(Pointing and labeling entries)
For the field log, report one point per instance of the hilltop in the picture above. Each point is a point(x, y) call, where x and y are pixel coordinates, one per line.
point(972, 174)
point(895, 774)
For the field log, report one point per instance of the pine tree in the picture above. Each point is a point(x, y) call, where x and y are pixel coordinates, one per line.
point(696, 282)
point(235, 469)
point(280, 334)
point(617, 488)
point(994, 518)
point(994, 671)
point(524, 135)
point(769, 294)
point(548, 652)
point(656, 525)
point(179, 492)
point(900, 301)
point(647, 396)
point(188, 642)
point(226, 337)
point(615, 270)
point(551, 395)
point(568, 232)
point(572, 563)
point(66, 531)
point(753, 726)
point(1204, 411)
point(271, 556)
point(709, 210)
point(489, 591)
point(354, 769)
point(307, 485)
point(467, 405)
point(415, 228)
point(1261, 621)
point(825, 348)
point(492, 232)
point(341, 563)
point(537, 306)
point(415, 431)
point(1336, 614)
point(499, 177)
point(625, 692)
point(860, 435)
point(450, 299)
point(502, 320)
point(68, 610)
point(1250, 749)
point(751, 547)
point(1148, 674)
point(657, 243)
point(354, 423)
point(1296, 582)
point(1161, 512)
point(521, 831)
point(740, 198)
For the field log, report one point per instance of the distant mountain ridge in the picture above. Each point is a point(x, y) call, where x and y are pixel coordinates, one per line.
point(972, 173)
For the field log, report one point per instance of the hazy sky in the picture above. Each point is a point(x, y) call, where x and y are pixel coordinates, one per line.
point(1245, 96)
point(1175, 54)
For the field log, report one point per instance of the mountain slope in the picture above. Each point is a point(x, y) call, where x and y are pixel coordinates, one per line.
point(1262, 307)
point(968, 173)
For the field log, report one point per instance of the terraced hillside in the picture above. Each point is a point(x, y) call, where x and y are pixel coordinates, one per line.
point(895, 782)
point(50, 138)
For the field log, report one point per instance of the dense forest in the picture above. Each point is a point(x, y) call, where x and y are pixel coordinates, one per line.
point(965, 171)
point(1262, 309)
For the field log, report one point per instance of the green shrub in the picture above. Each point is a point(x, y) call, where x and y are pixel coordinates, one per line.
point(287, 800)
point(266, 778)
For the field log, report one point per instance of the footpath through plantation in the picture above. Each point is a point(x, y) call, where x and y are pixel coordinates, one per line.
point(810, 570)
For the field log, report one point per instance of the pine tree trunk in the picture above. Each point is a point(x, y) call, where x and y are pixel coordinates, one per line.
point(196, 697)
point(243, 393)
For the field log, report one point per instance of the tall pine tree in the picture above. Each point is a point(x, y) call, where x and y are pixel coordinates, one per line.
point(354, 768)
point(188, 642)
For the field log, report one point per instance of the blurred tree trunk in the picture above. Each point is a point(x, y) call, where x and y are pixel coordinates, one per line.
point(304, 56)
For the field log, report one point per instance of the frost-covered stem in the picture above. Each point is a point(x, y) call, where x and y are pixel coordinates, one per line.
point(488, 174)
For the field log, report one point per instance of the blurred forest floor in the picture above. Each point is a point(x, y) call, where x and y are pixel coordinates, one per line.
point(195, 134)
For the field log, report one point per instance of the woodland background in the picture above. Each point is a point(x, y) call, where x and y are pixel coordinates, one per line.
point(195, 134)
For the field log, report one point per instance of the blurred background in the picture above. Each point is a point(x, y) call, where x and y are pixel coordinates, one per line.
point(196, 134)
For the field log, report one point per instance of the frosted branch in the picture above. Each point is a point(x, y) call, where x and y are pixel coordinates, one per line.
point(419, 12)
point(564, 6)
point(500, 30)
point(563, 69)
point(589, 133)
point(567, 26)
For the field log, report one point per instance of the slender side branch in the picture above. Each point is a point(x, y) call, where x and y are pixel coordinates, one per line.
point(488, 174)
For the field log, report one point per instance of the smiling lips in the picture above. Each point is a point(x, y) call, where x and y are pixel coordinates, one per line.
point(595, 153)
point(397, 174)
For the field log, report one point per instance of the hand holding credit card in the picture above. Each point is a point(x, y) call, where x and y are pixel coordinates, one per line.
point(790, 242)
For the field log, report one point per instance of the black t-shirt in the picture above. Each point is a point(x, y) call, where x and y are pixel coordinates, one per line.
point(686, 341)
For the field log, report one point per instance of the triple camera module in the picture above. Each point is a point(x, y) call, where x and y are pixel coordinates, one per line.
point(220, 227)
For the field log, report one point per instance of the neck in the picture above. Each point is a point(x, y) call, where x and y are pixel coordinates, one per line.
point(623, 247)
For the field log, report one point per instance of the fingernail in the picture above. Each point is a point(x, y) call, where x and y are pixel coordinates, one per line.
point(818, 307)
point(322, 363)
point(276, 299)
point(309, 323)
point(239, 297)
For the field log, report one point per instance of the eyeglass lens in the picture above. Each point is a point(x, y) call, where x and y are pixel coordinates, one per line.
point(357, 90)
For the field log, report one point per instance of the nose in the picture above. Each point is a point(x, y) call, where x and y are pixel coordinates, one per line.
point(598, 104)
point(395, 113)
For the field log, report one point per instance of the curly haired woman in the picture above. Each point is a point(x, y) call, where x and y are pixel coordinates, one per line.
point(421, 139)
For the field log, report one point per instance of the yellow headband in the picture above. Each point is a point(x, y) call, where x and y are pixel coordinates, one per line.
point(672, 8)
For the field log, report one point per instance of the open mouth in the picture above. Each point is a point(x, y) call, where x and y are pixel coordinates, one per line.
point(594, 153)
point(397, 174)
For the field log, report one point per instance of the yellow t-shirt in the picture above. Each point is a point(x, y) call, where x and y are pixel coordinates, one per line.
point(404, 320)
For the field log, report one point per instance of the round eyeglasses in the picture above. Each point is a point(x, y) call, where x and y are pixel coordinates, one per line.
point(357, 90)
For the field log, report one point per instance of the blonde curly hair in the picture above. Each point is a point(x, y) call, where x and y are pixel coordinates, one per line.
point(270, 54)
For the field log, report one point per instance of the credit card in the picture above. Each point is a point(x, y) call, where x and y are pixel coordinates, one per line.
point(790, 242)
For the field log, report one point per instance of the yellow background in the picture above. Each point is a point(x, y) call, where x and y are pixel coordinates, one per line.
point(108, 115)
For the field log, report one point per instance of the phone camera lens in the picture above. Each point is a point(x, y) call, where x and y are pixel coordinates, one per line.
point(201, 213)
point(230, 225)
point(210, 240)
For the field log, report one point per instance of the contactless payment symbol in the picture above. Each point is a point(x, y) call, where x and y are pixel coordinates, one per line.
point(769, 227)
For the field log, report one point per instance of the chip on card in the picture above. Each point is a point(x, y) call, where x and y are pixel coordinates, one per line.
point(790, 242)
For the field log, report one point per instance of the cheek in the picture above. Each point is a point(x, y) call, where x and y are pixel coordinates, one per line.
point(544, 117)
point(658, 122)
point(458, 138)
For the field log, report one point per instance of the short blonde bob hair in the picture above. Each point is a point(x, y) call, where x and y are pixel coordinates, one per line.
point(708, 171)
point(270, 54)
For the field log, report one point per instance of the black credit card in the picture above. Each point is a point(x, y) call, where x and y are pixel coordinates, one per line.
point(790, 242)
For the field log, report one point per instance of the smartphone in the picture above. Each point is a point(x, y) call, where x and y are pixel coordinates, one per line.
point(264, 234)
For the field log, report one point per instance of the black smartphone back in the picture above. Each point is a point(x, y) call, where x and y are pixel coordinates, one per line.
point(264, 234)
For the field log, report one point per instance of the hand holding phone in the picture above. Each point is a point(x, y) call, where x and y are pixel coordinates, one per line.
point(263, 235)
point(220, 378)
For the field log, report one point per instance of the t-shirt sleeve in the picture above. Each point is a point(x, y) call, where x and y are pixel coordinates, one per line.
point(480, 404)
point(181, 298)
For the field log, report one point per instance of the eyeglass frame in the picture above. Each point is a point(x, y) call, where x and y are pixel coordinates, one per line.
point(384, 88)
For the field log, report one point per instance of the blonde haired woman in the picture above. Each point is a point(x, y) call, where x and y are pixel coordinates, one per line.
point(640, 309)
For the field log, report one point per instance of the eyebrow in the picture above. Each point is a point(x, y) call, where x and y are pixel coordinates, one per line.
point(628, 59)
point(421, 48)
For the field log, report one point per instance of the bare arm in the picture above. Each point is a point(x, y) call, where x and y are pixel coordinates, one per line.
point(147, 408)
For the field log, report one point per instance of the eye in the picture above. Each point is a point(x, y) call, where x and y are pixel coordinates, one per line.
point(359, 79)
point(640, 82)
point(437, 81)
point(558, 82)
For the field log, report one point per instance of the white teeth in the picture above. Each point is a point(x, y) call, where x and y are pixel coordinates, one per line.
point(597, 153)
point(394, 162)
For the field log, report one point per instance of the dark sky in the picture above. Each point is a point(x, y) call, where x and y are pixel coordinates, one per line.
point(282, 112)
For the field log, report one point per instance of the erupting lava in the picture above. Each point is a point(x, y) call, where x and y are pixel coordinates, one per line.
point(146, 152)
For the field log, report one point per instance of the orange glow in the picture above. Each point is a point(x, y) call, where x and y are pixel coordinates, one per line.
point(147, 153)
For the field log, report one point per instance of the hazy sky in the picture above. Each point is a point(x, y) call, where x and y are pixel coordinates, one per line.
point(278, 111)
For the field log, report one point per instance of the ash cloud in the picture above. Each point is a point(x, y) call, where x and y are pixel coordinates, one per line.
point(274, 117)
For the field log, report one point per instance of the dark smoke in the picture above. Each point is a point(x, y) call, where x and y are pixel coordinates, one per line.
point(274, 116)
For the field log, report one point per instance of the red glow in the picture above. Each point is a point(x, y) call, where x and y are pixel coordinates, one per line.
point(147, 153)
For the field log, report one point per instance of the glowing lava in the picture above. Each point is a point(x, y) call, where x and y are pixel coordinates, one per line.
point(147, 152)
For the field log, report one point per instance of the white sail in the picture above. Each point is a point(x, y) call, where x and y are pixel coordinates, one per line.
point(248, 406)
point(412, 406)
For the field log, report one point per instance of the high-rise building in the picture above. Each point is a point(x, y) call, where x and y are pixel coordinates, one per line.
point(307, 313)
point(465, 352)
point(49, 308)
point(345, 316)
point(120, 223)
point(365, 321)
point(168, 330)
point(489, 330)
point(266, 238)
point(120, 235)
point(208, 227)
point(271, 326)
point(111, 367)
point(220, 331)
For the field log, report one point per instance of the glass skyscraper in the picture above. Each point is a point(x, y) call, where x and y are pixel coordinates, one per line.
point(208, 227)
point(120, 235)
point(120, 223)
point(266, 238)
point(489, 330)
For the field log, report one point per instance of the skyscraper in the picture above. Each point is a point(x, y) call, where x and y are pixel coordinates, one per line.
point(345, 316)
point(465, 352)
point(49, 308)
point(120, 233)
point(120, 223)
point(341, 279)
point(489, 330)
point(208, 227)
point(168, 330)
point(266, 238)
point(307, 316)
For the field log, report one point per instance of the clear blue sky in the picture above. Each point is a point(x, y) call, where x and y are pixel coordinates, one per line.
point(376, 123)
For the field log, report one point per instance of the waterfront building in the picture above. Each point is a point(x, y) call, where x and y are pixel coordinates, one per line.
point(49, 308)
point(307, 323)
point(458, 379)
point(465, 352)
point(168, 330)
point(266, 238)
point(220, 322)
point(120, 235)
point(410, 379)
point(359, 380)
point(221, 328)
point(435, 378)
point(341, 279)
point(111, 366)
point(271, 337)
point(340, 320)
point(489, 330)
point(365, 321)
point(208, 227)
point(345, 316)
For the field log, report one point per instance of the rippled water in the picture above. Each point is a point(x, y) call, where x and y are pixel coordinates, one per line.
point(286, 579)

### [WHAT NEEDS TO BE DONE]
Give again only the lines starting at the one that contains "of the glass" and running to the end of the data.

### [THE OUTPUT]
For the field log, report one point per instance of the glass skyscraper in the picture above. Each point is a point(x, y) call, where x and y are pixel coordinates, one per line.
point(208, 227)
point(120, 235)
point(120, 223)
point(266, 238)
point(489, 330)
For the field log, report one point per instance of the skyscraper in the picture above. Each point is a point(x, y) call, where x and y are pixel coordinates, one per line.
point(345, 316)
point(465, 352)
point(49, 308)
point(120, 233)
point(120, 223)
point(341, 279)
point(489, 330)
point(208, 227)
point(168, 330)
point(266, 238)
point(307, 316)
For the field log, report one point per instance of the clear blue sky in the picture above. Each point is a point(x, y) call, where x and y are pixel coordinates, one per line.
point(376, 123)
For the field log, report one point per instance of the waterfront building in the picture above. Each point is a point(x, y) call, where x and y are pixel coordinates, one per line.
point(49, 308)
point(307, 323)
point(458, 379)
point(465, 352)
point(168, 330)
point(266, 238)
point(220, 322)
point(120, 235)
point(410, 379)
point(359, 380)
point(221, 328)
point(435, 378)
point(341, 279)
point(111, 366)
point(271, 337)
point(340, 320)
point(489, 330)
point(365, 321)
point(208, 227)
point(345, 316)
For the field log, report one point per instance of the rippled water in the picture above. Each point is a point(x, y) call, where x and y are pixel coordinates, one per line.
point(286, 579)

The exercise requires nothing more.